[Point labeling examples]
++++

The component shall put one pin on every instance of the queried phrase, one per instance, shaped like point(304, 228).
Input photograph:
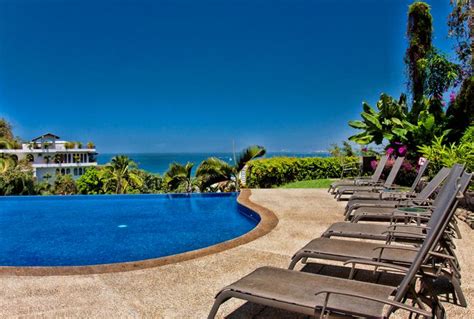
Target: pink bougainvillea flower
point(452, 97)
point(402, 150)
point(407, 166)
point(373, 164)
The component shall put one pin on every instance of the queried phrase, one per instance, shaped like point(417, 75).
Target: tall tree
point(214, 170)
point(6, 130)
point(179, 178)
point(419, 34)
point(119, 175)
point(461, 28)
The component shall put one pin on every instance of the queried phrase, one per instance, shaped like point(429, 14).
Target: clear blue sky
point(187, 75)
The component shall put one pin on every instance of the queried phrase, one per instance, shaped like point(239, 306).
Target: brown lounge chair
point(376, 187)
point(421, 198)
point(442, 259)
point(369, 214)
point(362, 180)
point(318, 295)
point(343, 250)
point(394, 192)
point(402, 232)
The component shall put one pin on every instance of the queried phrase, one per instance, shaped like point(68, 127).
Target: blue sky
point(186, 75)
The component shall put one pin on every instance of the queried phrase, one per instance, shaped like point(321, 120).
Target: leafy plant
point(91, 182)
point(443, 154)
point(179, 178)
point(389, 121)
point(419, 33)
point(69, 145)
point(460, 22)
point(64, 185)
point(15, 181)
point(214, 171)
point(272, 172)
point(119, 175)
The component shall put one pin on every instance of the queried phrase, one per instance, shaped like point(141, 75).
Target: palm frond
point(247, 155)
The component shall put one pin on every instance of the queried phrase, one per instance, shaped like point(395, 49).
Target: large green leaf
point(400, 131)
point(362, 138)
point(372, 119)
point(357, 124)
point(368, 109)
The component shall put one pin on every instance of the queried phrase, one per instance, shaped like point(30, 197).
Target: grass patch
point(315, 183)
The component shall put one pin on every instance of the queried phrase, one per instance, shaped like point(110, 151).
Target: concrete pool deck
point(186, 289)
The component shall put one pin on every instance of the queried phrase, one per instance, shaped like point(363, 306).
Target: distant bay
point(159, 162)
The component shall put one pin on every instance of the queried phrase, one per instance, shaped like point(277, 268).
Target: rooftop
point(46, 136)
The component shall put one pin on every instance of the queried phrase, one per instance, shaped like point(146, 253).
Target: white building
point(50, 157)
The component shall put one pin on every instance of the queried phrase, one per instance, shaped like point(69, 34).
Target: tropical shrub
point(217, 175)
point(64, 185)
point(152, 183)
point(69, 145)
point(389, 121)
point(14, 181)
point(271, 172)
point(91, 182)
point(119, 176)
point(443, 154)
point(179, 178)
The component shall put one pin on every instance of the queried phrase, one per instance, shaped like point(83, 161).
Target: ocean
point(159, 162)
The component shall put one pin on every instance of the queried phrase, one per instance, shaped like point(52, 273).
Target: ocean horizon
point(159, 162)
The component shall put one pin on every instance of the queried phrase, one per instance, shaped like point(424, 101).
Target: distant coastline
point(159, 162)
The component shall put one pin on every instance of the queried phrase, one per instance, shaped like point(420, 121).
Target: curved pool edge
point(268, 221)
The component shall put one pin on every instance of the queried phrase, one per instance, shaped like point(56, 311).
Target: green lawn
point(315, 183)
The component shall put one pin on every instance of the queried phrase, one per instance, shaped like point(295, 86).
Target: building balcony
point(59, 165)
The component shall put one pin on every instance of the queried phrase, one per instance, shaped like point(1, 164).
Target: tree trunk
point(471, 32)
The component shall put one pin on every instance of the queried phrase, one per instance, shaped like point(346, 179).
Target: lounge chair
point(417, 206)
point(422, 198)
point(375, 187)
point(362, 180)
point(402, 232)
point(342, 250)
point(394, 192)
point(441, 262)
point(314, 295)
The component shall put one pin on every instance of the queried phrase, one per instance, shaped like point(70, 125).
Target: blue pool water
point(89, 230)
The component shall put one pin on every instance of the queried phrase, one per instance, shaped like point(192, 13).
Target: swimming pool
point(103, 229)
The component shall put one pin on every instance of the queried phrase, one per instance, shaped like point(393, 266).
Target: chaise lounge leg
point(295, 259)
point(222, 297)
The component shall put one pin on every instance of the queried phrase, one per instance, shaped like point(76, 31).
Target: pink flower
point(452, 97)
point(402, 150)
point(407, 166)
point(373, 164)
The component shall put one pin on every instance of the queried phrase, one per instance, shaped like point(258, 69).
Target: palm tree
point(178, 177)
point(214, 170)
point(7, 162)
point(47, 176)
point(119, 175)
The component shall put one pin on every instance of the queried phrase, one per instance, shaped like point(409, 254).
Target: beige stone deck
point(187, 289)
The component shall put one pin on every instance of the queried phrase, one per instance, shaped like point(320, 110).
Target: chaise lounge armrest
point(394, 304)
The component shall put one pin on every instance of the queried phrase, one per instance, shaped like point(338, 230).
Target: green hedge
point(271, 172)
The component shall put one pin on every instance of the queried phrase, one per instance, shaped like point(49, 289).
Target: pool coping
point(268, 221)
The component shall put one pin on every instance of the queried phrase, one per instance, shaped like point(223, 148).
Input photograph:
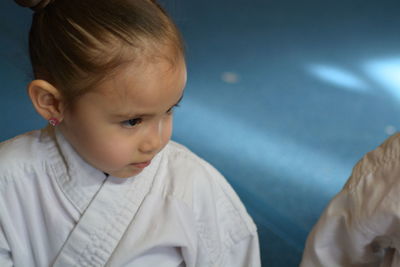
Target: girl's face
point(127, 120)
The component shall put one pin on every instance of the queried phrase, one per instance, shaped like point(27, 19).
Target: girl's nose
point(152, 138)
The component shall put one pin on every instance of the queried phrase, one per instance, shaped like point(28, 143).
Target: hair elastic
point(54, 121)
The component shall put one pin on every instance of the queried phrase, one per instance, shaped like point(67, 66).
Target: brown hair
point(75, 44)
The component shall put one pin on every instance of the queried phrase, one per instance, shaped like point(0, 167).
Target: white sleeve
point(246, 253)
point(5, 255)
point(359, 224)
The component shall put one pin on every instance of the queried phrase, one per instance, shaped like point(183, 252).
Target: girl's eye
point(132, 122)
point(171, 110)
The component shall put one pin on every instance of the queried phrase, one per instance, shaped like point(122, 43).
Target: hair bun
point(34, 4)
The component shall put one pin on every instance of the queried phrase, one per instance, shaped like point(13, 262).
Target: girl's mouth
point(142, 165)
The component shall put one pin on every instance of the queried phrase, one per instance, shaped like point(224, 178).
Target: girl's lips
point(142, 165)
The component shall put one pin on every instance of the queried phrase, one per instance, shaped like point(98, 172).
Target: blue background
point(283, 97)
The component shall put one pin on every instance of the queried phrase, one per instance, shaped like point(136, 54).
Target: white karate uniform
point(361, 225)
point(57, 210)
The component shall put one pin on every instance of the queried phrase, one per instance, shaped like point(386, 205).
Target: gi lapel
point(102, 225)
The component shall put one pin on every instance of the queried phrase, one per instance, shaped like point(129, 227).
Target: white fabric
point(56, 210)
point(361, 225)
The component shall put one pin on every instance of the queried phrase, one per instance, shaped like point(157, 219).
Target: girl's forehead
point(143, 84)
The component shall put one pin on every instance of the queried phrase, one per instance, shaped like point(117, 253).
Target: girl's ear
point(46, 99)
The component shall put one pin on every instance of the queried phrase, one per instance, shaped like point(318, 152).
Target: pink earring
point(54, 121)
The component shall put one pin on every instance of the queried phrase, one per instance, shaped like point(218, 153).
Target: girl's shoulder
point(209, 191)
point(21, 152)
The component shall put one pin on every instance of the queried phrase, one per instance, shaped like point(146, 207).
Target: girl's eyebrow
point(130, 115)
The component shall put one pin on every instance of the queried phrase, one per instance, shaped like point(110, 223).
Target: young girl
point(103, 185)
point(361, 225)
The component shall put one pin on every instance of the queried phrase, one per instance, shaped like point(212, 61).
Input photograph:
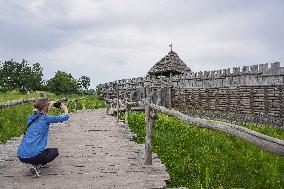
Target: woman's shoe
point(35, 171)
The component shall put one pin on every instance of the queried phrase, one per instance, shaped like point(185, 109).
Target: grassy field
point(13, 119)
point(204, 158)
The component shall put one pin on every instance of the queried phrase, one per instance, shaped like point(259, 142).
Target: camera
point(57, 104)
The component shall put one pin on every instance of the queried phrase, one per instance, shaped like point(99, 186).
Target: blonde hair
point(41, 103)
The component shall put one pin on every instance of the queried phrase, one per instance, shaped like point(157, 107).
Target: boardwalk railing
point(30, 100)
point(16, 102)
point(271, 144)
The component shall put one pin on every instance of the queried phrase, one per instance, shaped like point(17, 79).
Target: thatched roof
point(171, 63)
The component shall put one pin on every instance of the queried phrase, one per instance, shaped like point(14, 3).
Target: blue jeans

++++

Written task → Can you copy word for word the lines of the listing above, from the line containing "like point(386, 205)." through the line containing "point(57, 104)", with both of those lines included? Leave the pictures out of your copy.

Complete output →
The component shall put one pin on every instance of the queried phrase, one per instance, shaped like point(386, 205).
Target: gi lapel
point(102, 225)
The component shall put one pin on every instance of the queried phrase, one per instance, shaped like point(129, 227).
Target: white fabric
point(56, 210)
point(361, 225)
The component shall put one pin on every instance of the queried phrase, one per instance, shaped like point(157, 219).
Target: girl's forehead
point(143, 84)
The component shall put one pin on every instance of the queried phrase, one per instance, shaped like point(117, 253).
Target: girl's ear
point(46, 99)
The component shall put one pin on every instance of the queried phrase, one per instance, shaped like point(318, 152).
Target: pink earring
point(54, 121)
The component shall put one pin on every instance of the queried phrase, one per instance, shaped like point(218, 153).
Target: girl's shoulder
point(209, 191)
point(21, 152)
The component shall put one pin on every instance of the queried phrase, one per instance, shaped like point(146, 207).
Target: girl's eyebrow
point(130, 115)
The component shall put one pin on every instance of the queried phrase, one per instance, shaped like point(110, 223).
Target: young girl
point(103, 185)
point(361, 225)
The component shall put one pin on every instance of the queried phrase, one per instance, shaped like point(212, 61).
Input photograph:
Target: woman's shoe
point(35, 171)
The component shall put one pin on every instance of the queried phrase, one per instance, shaped like point(185, 109).
Target: grassy field
point(13, 119)
point(204, 158)
The component shall put one pin on every instance of the queried phrase, one per instance, shaped like point(259, 142).
Target: camera
point(57, 104)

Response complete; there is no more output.